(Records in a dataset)

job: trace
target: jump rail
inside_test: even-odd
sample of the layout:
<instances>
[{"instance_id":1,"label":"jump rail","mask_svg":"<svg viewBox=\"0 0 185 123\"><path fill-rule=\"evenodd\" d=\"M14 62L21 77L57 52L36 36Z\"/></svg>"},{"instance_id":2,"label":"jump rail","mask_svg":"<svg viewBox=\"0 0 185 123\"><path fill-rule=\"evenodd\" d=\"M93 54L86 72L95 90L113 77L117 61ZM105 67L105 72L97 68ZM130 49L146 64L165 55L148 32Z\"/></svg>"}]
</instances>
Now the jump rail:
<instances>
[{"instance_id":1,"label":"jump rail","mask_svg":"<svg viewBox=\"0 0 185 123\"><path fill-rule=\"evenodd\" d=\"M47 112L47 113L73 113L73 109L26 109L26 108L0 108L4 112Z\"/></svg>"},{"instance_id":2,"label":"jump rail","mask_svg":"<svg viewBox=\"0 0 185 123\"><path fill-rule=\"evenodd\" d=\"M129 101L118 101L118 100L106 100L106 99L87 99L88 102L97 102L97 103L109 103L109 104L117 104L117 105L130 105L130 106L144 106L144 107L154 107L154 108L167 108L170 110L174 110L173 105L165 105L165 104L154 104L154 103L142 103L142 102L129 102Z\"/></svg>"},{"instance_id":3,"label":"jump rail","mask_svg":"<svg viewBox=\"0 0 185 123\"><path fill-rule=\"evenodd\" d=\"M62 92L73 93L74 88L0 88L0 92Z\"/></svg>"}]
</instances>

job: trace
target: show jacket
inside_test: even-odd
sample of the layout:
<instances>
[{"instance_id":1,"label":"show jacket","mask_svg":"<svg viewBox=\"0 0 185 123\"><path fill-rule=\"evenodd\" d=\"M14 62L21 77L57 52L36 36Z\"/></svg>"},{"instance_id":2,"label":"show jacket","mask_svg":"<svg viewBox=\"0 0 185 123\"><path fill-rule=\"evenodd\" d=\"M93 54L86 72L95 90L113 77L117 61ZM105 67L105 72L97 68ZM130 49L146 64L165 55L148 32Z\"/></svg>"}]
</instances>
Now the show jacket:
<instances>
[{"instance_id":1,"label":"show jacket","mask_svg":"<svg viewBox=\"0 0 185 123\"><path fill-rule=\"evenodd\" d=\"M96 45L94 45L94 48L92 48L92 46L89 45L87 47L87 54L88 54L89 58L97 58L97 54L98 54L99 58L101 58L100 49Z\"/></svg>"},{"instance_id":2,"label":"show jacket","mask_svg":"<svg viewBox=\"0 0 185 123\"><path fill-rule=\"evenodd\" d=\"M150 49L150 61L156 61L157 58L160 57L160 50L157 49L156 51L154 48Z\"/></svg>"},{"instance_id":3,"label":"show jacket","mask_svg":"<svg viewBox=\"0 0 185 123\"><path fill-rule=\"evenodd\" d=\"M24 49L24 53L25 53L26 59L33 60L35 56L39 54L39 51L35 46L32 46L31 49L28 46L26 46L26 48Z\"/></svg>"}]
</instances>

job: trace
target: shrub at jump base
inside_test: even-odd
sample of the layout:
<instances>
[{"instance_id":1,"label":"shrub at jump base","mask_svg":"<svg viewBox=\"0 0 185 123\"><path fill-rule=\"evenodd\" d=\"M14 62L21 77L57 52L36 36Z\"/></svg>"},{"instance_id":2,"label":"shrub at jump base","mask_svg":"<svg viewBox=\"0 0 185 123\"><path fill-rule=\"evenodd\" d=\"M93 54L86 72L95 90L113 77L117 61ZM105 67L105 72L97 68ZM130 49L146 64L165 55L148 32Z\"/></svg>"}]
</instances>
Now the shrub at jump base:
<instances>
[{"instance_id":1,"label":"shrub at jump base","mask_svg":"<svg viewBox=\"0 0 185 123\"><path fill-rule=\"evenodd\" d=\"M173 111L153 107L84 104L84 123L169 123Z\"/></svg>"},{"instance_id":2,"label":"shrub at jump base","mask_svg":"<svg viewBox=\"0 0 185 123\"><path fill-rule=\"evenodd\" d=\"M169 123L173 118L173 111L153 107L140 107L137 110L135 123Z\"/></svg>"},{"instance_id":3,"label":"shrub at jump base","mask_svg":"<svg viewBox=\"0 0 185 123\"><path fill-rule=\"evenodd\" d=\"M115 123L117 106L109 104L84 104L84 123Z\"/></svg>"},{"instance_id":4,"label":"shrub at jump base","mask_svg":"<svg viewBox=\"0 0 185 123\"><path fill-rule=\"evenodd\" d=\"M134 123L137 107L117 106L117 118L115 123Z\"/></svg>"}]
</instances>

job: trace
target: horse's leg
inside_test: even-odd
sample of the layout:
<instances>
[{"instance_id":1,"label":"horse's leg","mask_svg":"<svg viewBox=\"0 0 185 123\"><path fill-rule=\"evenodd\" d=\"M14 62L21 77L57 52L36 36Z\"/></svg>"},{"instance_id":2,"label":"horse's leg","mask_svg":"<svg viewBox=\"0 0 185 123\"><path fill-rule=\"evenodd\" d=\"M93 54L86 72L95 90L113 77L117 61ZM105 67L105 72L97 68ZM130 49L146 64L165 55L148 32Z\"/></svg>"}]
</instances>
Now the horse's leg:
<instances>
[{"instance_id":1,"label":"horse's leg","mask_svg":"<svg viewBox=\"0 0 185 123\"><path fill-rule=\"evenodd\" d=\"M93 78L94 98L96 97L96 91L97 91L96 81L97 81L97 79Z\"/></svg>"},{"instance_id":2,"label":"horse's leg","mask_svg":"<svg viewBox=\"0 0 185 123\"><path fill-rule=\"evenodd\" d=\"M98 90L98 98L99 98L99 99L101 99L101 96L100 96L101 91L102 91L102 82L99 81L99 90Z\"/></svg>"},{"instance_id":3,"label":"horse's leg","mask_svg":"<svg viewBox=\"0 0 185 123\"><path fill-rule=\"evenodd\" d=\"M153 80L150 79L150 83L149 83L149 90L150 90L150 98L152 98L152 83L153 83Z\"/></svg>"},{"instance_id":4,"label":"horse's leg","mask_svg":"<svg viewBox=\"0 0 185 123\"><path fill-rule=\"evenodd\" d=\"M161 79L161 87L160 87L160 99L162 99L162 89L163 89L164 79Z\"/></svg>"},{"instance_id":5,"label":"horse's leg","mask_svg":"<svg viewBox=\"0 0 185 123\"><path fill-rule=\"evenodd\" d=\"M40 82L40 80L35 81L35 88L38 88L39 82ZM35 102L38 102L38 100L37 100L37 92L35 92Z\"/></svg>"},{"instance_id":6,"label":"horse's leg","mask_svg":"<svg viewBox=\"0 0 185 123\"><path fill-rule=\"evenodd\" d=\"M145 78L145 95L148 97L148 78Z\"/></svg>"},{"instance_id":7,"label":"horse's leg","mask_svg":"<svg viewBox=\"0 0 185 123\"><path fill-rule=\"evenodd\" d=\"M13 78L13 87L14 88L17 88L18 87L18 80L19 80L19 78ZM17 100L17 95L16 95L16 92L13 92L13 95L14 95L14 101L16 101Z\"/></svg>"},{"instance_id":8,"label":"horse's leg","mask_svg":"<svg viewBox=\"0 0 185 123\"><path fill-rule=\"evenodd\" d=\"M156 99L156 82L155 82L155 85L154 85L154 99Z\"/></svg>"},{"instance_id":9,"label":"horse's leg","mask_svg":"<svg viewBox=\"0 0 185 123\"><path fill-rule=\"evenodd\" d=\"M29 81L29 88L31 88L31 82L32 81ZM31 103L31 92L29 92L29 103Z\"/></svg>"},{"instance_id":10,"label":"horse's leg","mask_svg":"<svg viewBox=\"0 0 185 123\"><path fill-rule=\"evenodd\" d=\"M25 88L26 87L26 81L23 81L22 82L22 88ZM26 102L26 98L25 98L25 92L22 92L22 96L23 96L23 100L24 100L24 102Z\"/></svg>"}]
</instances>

== Work to complete ==
Please locate each line in the records above that contains the string "rail", and copy those lines out. Treat the match as case-sensitive.

== Task output ==
target: jump rail
[{"instance_id":1,"label":"jump rail","mask_svg":"<svg viewBox=\"0 0 185 123\"><path fill-rule=\"evenodd\" d=\"M14 62L21 77L57 52L36 36Z\"/></svg>"},{"instance_id":2,"label":"jump rail","mask_svg":"<svg viewBox=\"0 0 185 123\"><path fill-rule=\"evenodd\" d=\"M93 54L86 72L95 90L113 77L117 61ZM105 67L105 72L97 68ZM130 49L146 64L165 55L148 32Z\"/></svg>"}]
Now the jump rail:
[{"instance_id":1,"label":"jump rail","mask_svg":"<svg viewBox=\"0 0 185 123\"><path fill-rule=\"evenodd\" d=\"M47 112L47 113L73 113L73 109L26 109L26 108L0 108L4 112Z\"/></svg>"},{"instance_id":2,"label":"jump rail","mask_svg":"<svg viewBox=\"0 0 185 123\"><path fill-rule=\"evenodd\" d=\"M129 101L118 101L118 100L106 100L106 99L87 99L88 102L97 102L97 103L109 103L109 104L117 104L117 105L130 105L130 106L144 106L144 107L154 107L154 108L167 108L170 110L174 110L173 105L165 105L165 104L154 104L154 103L142 103L142 102L129 102Z\"/></svg>"},{"instance_id":3,"label":"jump rail","mask_svg":"<svg viewBox=\"0 0 185 123\"><path fill-rule=\"evenodd\" d=\"M62 92L73 93L74 88L0 88L0 92Z\"/></svg>"}]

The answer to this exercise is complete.